* WHAT NEEDS TO BE DONE *
Output each entry verbatim. Leave the images out.

* THE RECORDS *
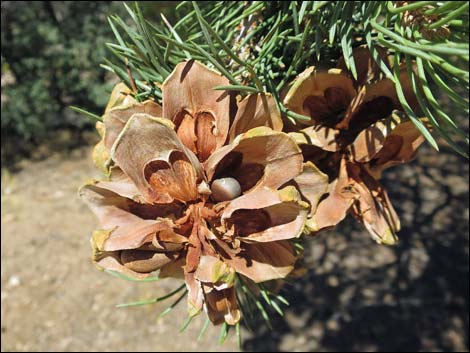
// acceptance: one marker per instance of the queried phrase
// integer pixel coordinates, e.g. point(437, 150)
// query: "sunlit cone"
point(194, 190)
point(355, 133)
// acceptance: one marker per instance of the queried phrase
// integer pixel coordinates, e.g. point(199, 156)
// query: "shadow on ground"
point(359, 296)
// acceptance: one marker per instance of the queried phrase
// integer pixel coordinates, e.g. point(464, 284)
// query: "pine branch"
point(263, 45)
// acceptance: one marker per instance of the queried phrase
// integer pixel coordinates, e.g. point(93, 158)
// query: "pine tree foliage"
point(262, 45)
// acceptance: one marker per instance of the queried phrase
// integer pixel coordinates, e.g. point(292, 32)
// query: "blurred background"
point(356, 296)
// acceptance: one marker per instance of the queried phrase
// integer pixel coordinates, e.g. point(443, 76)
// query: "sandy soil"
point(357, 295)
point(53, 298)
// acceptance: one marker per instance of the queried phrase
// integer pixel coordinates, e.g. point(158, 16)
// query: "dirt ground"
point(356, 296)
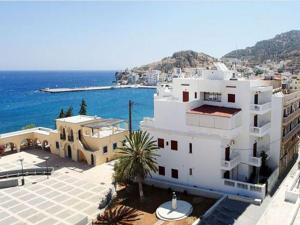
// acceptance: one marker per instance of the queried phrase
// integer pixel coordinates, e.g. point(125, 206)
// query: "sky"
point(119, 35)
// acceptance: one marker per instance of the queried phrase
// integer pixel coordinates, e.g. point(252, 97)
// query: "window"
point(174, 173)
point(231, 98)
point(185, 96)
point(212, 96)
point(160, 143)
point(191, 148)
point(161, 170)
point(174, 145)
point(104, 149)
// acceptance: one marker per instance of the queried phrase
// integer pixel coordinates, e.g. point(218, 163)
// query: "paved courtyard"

* YOUR SOLUTION *
// acceptance: one marker per instance of the queried phrase
// integer pixel coordinates, e.g. point(437, 150)
// query: "sunlit cone"
point(194, 190)
point(355, 133)
// acceptance: one marker per instance of the queried phrase
// integer pixel coordinates, e.g. point(199, 156)
// query: "shadow on ground"
point(359, 296)
// acceptance: one marker per instance of the queried phrase
// integer pixel coordinates, e.g. point(464, 284)
// query: "pine branch"
point(263, 45)
// acceptance: one marker per instance of the queried phrase
// integer pixel coordinates, e.g. point(93, 158)
// query: "pine tree foliage"
point(262, 45)
// acceptance: one marker per instance of the queried phrase
// integer pixel coordinates, e.g. point(292, 32)
// query: "blurred background"
point(356, 296)
// acceptance: one marker per instance of the queried phrase
// integer pixel coordinates, e.g. point(443, 76)
// query: "sandy soil"
point(357, 295)
point(53, 298)
// acceptance: one marker per instance of the queried phrase
// integer pixel coordinates, e.g. point(158, 16)
// query: "dirt ground"
point(356, 296)
// acceptance: one marker per instance of the queried phrase
// integer pixel coordinates, e.g. point(125, 206)
// query: "sky"
point(119, 35)
// acceptance: one marker per instance of the queried phrase
// integer pixel coordinates, e.g. point(252, 97)
// query: "window"
point(174, 173)
point(231, 98)
point(185, 96)
point(212, 96)
point(160, 143)
point(191, 148)
point(161, 170)
point(174, 145)
point(104, 149)
// acceptance: one marker per instance of the queried phrase
// integer pixel coordinates, e.g. point(218, 163)
// query: "paved courtyard"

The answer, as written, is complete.